§ **INPUT**
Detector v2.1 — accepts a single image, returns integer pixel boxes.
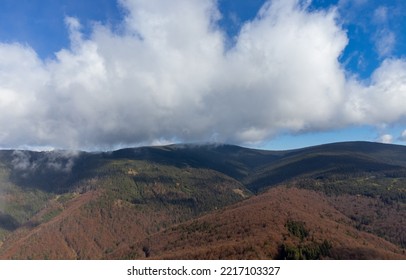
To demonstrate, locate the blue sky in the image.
[0,0,406,149]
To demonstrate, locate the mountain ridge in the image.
[0,142,406,259]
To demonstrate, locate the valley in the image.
[0,142,406,259]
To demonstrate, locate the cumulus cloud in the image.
[0,0,406,149]
[400,130,406,141]
[378,134,393,144]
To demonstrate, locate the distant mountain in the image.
[0,142,406,259]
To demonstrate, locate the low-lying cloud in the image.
[11,150,79,174]
[0,0,406,150]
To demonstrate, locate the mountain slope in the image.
[0,142,406,259]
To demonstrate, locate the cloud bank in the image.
[0,0,406,150]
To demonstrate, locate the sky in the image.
[0,0,406,150]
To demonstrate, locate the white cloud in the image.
[0,0,406,149]
[400,129,406,141]
[378,134,393,144]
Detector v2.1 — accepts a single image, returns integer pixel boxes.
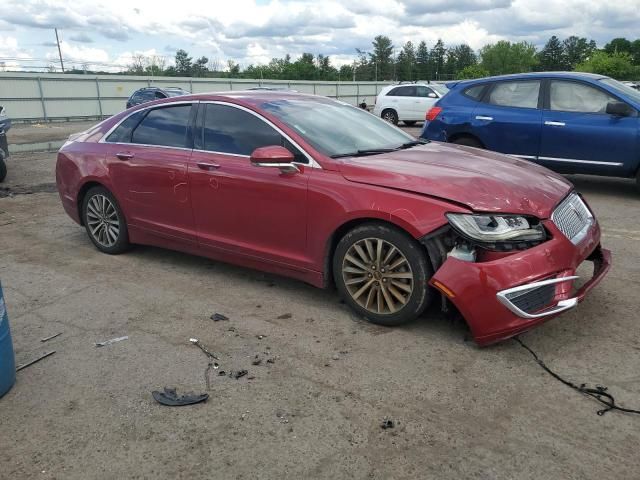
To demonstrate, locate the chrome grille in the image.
[551,192,594,245]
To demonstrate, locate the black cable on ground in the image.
[513,337,640,416]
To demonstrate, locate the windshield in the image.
[429,83,449,95]
[262,99,415,157]
[600,78,640,103]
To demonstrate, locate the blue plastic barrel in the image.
[0,283,16,397]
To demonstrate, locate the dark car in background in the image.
[422,72,640,188]
[127,87,190,108]
[0,105,11,182]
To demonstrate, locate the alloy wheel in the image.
[87,194,120,247]
[342,238,414,315]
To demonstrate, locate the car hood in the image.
[340,142,573,218]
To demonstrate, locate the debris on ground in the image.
[151,387,209,407]
[95,335,129,347]
[380,418,396,430]
[40,332,62,343]
[16,350,56,372]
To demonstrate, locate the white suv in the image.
[373,83,449,126]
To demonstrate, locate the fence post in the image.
[96,77,103,118]
[37,77,49,122]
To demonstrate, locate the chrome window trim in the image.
[198,100,322,170]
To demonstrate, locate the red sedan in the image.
[56,91,610,345]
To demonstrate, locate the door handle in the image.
[197,162,220,170]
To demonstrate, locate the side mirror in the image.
[607,102,633,117]
[250,145,300,177]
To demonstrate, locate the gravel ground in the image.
[0,130,640,480]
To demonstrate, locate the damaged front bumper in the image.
[429,221,611,346]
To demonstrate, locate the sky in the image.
[0,0,640,71]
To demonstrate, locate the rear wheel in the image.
[82,187,130,255]
[380,108,398,125]
[451,136,482,148]
[333,223,431,326]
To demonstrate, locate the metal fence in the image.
[0,72,396,121]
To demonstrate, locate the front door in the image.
[539,80,638,176]
[106,104,195,242]
[189,103,313,267]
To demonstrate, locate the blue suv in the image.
[422,72,640,184]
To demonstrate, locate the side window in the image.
[464,85,486,101]
[416,85,438,98]
[131,105,191,148]
[106,110,147,143]
[489,80,540,108]
[387,85,416,97]
[202,104,308,163]
[549,80,617,113]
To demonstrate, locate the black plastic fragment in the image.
[151,387,209,407]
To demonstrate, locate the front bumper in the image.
[430,221,611,346]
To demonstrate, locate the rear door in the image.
[539,79,638,176]
[471,80,542,159]
[106,103,196,243]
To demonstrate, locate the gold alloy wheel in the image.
[342,238,413,315]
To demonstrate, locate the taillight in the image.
[424,107,442,122]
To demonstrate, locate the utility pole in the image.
[54,28,64,73]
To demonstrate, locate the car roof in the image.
[446,72,608,88]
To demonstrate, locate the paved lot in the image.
[0,124,640,479]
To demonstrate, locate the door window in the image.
[131,105,191,148]
[549,80,617,113]
[202,104,308,163]
[387,85,416,97]
[489,80,540,108]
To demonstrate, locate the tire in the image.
[380,108,398,125]
[333,223,432,326]
[451,136,483,148]
[0,154,7,183]
[82,187,130,255]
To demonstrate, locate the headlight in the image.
[447,213,546,243]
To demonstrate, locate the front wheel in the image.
[82,187,130,255]
[333,223,431,326]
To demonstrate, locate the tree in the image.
[576,51,640,80]
[429,39,447,80]
[369,35,393,80]
[456,65,490,80]
[416,40,430,80]
[562,35,596,70]
[175,49,192,77]
[538,35,567,72]
[480,40,537,75]
[191,57,209,77]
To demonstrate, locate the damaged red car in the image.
[56,91,610,345]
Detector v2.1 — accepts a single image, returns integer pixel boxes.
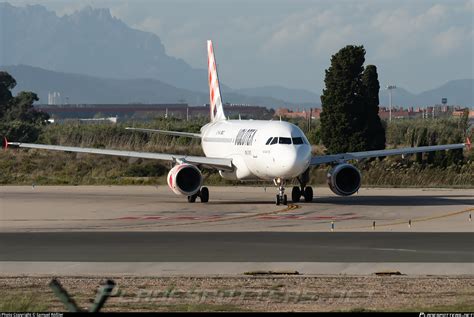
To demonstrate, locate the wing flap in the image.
[125,128,201,139]
[310,143,468,165]
[7,142,233,170]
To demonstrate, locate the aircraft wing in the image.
[310,139,471,166]
[5,142,233,170]
[125,128,201,139]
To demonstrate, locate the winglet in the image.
[2,137,8,150]
[207,40,225,122]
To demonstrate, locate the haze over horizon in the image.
[4,0,474,93]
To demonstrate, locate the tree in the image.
[0,72,16,118]
[362,65,386,150]
[321,45,367,153]
[0,72,49,142]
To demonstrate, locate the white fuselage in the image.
[201,120,311,180]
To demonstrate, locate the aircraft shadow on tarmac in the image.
[154,194,474,206]
[187,195,474,206]
[313,195,474,206]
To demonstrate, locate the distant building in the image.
[48,91,62,105]
[275,108,322,119]
[35,103,273,120]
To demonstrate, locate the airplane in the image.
[4,41,471,205]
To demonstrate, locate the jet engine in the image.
[327,163,362,196]
[167,163,202,196]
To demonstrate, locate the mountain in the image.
[0,2,319,107]
[416,79,474,107]
[234,86,321,104]
[0,3,207,92]
[0,65,289,108]
[379,79,474,107]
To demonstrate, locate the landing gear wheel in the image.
[200,187,209,203]
[303,186,313,203]
[188,194,197,203]
[291,186,301,203]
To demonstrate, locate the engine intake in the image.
[327,163,362,196]
[167,163,202,196]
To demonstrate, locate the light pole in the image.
[385,85,397,122]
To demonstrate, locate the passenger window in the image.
[278,138,291,144]
[293,137,304,144]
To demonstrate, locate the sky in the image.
[7,0,474,93]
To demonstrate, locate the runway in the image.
[0,186,474,232]
[0,232,474,263]
[0,186,474,276]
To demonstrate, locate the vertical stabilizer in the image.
[207,41,225,122]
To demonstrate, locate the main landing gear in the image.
[188,187,209,203]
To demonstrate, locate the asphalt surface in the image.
[0,232,474,263]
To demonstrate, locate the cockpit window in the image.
[278,137,291,144]
[293,137,304,144]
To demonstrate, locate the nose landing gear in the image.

§ **STATED EXERCISE**
Copy the rows above word for word, starting at the line that contains "To demonstrate, locate the alloy" and ending after the line that contains "[198,100,322,170]".

§ **PROBLEM SOLUTION**
To demonstrate, locate the alloy wheel in the image.
[87,194,120,247]
[342,238,414,315]
To demonstrate, locate the car hood in the image.
[340,142,573,218]
To demonstrate, locate the debris on ground in the image.
[151,387,209,407]
[95,335,129,347]
[380,418,396,430]
[40,332,62,343]
[16,350,56,372]
To demonstrate, locate the white suv in the image.
[373,83,449,126]
To demonstrate, locate the fence post in the image.
[96,77,103,118]
[37,77,49,122]
To demonstrate, locate the chrome window trim in the image.
[198,100,322,170]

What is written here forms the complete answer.